PROVIDED PASSAGE:
## START
Bank of England likely to delay interest rate rise

The Bank of England has been put under pressure to delay raising interest rates, according to the Guardian.

The move comes after figures for manufacturing and consumer credit indicated weakness in the UK economy. The Bank of England had been widely expected to approve a further interest rate increase until the figures were released on Friday.

A snapshot of economic performance by the Chartered Institute of Procurement and Supply together with information company Markit indicated that the economy slowed in the first quarter of 2018 and continued to slow in the second quarter.

CIPS/Markit fell from 54.9 in March to 53.9 in April, the weakest rate of expansion in 17 months. Any figure above 50 indicates growth in manufacturing output.

Data from the Bank of England indicated a drop in consumer demand for unsecured borrowing. According to monthly money and credit statistics, lending to consumers stood at £300m in March, the smallest increase since November 2012 and well below the six-monthly average of £1.5bn.

The slowdown in consumer borrowing follows a tightening of rules by the Financial conduct Authority, which aimed to restrict the growth rate of consumer borrowing. This had been rising at 10% or more on average between 2014 and 2017. In March, the rate fell from 9.4% to 8.6%.

Rate of working mothers up 50% in four decades

The proportion of UK mothers of working age in employment has risen by almost 50% since the 1970s, according to the Institute for Fiscal Studies (IFS).

As reported by BBC News, a report from the IFS found that there has been a “huge change in working patterns” in the last four decades. Women are now much more likely to continue in paid employment after having children.

Researchers said that employment levels among partners of high-earning men has been most pronounced. In 1975, only 50% of mothers aged 25-54 were in paid work. In 2015, the figure was 72%.

Maternal employment has increased the most among women with children of pre-school or primary-school age, and among single mothers. Researchers said that the trend to have children later and opting for cohabitation rather than marriage has contributed to the change.
## END
SOURCE MATERIAL:
## START
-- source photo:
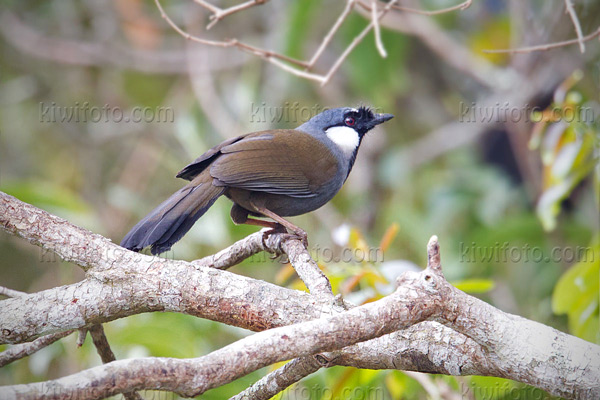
## END
TASK REQUIREMENTS: Reproduce the stretch of the economic news roundup from "Rate of working" through "after having children.", putting "forty years" wherever "four decades" appears.

SOLUTION BELOW:
Rate of working mothers up 50% in forty years

The proportion of UK mothers of working age in employment has risen by almost 50% since the 1970s, according to the Institute for Fiscal Studies (IFS).

As reported by BBC News, a report from the IFS found that there has been a “huge change in working patterns” in the last forty years. Women are now much more likely to continue in paid employment after having children.